Collected data
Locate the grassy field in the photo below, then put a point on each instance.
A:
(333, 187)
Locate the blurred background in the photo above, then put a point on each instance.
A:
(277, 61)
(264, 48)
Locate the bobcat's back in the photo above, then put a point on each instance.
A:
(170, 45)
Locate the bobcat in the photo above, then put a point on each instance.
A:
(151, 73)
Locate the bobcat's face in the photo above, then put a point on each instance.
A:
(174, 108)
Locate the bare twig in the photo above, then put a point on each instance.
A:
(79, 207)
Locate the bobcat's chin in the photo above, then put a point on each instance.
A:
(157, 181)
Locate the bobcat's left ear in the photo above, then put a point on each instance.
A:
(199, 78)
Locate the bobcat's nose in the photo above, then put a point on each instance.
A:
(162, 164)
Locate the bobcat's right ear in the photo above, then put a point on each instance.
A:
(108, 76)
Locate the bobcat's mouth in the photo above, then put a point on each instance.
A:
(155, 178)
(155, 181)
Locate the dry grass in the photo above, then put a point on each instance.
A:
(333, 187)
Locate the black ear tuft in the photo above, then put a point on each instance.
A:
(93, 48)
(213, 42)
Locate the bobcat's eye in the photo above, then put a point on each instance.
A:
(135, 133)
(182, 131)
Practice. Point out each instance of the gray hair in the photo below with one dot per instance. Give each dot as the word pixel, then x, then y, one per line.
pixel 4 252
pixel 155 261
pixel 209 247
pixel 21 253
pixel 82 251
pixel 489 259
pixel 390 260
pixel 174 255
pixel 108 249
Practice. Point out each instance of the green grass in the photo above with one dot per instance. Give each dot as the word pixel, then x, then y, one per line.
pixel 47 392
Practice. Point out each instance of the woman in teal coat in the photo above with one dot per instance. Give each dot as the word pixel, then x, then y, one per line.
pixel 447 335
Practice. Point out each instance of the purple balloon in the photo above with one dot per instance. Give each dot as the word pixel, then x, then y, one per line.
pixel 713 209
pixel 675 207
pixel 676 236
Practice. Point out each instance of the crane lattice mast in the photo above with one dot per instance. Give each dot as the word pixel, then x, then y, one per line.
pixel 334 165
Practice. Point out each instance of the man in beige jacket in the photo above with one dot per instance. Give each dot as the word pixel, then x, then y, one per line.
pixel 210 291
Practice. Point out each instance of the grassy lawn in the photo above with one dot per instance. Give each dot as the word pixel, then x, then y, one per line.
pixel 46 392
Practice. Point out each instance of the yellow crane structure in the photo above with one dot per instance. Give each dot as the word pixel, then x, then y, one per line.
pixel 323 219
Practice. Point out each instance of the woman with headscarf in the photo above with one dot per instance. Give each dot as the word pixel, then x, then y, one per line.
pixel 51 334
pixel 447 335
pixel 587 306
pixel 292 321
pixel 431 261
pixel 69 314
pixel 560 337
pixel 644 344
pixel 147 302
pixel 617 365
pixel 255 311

[Requirement] Starting with the line that contains "Practice. Point out each instance of the woman with", return each line through the last one of the data above, exactly as written and nothing more.

[Output of the exercise]
Practice. Point out each instance of the woman with headscarf in the photo above with one dot per instance. Give each dot as the word pixel, then x, then y, one per line.
pixel 51 334
pixel 447 335
pixel 587 306
pixel 292 321
pixel 431 261
pixel 69 314
pixel 560 337
pixel 644 344
pixel 147 302
pixel 617 365
pixel 255 311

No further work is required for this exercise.